The required output is the line containing "the low shrub" through the final line of the material below, printed exactly, with no other lines.

Records supplied START

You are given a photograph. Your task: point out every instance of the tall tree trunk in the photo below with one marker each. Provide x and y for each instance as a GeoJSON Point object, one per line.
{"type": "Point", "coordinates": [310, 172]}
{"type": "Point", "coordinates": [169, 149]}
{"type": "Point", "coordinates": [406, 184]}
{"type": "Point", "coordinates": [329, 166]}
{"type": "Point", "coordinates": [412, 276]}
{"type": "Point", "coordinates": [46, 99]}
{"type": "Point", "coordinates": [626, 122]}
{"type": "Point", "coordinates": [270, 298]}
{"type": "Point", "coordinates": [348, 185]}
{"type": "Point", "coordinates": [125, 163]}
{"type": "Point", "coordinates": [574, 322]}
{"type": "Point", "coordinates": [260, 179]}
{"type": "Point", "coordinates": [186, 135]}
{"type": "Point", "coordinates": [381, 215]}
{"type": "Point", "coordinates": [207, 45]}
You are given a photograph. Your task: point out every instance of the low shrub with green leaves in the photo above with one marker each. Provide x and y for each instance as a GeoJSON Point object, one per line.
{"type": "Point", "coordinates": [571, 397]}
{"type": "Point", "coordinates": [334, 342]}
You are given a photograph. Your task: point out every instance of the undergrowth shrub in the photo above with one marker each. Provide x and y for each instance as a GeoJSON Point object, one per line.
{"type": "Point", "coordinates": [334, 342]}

Records supplied END

Exercise answer:
You are given a photograph. Your task: point out every instance of the low shrub with green leaves in the photo above with one marker each. Provide x and y for each instance as a GeoJSON Point object, one per line.
{"type": "Point", "coordinates": [571, 397]}
{"type": "Point", "coordinates": [334, 342]}
You are given a photograph. Your task: point out every instance of the undergrowth shrub in the photo above with one marker each. Provide x and y for each instance as a GeoJSON Point object, one per line.
{"type": "Point", "coordinates": [334, 342]}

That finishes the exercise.